Copy the stretch of data from the line containing "point: dorsal fin" through the line containing "column 177, row 48", both lines included, reproducing each line unchanged.

-- begin Input records --

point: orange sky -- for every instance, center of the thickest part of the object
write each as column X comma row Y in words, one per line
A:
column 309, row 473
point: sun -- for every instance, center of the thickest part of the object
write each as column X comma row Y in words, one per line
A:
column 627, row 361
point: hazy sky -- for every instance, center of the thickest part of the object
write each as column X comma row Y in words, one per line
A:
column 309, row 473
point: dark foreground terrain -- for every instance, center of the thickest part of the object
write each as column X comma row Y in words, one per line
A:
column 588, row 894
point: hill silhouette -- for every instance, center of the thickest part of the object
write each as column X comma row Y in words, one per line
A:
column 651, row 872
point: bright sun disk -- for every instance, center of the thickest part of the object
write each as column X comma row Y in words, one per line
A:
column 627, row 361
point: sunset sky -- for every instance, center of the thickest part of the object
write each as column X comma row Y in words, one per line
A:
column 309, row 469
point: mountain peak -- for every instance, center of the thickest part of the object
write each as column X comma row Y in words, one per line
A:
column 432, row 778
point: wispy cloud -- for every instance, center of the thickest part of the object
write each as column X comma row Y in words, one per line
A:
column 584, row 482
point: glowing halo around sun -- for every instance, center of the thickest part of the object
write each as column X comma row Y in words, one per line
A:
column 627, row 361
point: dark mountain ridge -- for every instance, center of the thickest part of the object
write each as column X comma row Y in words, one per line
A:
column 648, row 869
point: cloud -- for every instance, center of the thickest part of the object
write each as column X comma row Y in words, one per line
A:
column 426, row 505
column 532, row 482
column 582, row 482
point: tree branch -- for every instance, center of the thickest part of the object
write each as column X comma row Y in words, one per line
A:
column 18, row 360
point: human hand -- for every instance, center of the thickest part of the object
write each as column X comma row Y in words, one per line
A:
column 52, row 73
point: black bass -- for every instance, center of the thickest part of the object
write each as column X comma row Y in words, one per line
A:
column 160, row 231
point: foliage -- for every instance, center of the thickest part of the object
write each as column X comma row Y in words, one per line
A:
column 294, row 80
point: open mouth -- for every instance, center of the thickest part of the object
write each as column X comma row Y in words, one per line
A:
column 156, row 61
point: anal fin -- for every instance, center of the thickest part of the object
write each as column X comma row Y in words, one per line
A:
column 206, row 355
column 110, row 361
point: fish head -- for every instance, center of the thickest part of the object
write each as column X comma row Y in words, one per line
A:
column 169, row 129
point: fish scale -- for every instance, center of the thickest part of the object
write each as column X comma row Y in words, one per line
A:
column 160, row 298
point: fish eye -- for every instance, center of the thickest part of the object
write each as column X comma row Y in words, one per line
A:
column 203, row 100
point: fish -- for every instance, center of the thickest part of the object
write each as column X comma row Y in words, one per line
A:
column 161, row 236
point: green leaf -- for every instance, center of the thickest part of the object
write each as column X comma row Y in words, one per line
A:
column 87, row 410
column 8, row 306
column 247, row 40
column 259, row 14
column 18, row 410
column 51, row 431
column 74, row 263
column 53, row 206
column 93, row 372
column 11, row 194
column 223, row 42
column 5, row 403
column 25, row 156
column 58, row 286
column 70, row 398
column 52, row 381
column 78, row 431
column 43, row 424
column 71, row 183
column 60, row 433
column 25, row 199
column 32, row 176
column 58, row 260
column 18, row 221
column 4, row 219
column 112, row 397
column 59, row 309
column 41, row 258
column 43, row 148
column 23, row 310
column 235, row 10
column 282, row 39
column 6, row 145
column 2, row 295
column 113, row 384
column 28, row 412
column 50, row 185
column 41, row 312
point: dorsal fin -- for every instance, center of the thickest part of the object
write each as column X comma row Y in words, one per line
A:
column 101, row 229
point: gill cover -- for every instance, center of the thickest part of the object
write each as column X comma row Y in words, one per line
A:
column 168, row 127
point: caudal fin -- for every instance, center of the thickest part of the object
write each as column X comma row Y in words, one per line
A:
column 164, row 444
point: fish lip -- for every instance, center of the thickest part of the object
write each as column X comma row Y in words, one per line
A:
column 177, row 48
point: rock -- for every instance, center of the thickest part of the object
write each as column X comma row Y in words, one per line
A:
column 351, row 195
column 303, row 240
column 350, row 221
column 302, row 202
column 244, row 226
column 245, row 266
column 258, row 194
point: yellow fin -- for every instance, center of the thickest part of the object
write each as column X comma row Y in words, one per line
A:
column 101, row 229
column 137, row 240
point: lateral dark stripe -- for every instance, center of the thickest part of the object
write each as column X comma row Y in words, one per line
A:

-- end Input records --

_Solution to the exercise_.
point: dorsal fin -- for every instance, center of the thickest part of the object
write each as column X comma row Y in words, one per line
A:
column 101, row 229
point: gill cover -- for every instance, center of the thickest part of the object
write each as column X comma row Y in words, one per line
A:
column 168, row 127
point: caudal fin -- for every instance, center of the thickest part of the object
write each as column X comma row Y in words, one per line
A:
column 164, row 444
point: fish lip -- for every instance, center of the thickest part of the object
write each as column X comma row Y in words, one per line
A:
column 177, row 48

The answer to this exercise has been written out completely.